**Task description:**
Only the lines holding the string "tree" are needed; copy each of them from the data.

**Supplied records:**
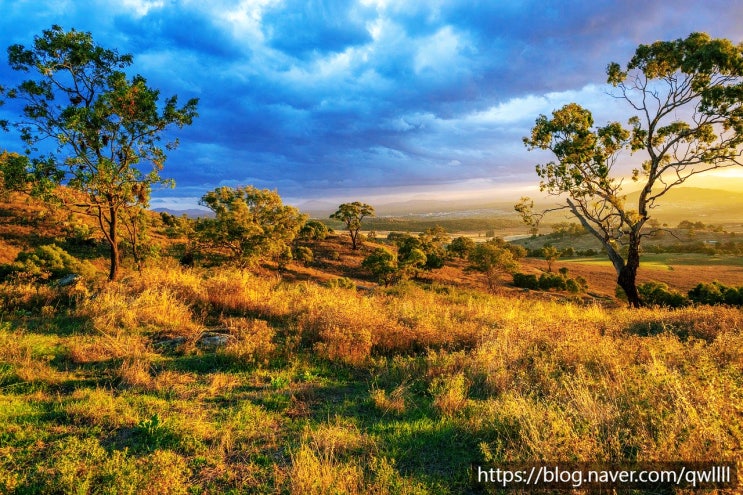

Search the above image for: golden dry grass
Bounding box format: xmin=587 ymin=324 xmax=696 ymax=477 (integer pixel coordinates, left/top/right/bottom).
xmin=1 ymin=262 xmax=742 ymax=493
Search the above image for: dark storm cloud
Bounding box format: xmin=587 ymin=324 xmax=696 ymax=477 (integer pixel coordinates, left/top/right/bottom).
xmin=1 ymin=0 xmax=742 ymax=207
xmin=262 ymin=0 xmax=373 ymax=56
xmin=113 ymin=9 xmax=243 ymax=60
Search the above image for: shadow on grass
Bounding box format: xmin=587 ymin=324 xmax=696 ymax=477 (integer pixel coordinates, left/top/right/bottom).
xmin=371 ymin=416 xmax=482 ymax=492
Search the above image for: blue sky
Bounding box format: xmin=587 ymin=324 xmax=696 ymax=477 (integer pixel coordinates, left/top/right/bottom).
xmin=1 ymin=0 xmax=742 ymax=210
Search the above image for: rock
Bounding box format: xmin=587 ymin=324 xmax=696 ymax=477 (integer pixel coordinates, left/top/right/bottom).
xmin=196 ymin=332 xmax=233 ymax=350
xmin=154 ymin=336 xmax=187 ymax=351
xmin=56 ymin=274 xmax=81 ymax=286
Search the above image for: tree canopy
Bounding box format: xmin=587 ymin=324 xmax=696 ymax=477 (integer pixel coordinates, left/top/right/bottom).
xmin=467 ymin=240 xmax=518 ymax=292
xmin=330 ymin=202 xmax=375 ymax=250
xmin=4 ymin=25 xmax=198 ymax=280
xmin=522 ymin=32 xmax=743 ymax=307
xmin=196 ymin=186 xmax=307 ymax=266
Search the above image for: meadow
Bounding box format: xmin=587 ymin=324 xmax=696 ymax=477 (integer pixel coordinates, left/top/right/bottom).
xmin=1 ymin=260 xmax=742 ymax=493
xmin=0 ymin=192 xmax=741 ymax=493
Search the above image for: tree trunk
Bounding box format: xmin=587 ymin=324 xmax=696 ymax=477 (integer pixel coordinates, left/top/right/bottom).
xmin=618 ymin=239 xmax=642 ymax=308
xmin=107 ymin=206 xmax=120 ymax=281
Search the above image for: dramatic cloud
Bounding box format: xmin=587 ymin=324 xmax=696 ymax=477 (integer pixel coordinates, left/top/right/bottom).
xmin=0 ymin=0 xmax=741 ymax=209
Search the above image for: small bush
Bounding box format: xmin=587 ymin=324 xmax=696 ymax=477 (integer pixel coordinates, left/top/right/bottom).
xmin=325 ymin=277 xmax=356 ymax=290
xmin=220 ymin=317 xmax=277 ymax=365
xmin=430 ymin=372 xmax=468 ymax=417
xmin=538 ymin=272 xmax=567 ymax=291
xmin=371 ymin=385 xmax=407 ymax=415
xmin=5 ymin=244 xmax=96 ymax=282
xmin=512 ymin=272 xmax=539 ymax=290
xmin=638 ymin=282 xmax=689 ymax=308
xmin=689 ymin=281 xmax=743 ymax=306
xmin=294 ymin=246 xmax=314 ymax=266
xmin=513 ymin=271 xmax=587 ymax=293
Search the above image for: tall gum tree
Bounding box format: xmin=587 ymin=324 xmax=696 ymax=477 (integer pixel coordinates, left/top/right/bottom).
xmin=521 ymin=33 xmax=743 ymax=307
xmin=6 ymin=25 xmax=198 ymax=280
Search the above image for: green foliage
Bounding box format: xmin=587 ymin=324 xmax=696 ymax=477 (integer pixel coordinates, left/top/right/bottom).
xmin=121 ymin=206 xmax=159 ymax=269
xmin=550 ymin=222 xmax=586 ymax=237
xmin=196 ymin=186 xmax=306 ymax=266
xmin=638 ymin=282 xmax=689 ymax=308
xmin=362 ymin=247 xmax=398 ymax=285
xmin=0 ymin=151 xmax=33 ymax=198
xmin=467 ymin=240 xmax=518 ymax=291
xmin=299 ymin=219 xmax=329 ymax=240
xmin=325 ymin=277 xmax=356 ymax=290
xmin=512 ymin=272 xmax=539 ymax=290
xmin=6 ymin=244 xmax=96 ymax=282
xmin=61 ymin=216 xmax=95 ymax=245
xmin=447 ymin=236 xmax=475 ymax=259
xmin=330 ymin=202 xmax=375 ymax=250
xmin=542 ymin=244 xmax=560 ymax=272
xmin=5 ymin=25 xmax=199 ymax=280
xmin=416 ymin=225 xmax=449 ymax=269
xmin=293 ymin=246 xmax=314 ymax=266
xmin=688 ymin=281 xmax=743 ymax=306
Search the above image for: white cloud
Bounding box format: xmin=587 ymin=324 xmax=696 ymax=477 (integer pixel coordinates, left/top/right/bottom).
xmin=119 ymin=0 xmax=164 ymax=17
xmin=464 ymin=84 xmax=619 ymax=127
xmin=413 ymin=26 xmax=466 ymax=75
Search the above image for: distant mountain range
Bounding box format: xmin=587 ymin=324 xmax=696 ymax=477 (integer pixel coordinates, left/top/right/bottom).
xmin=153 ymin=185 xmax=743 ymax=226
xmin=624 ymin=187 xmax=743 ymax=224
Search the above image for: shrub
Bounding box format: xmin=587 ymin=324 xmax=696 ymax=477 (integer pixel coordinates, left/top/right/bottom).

**Reply:**
Search the above image for: tree canopy
Search the above image for: tree trunk
Search the above image for: tall gum tree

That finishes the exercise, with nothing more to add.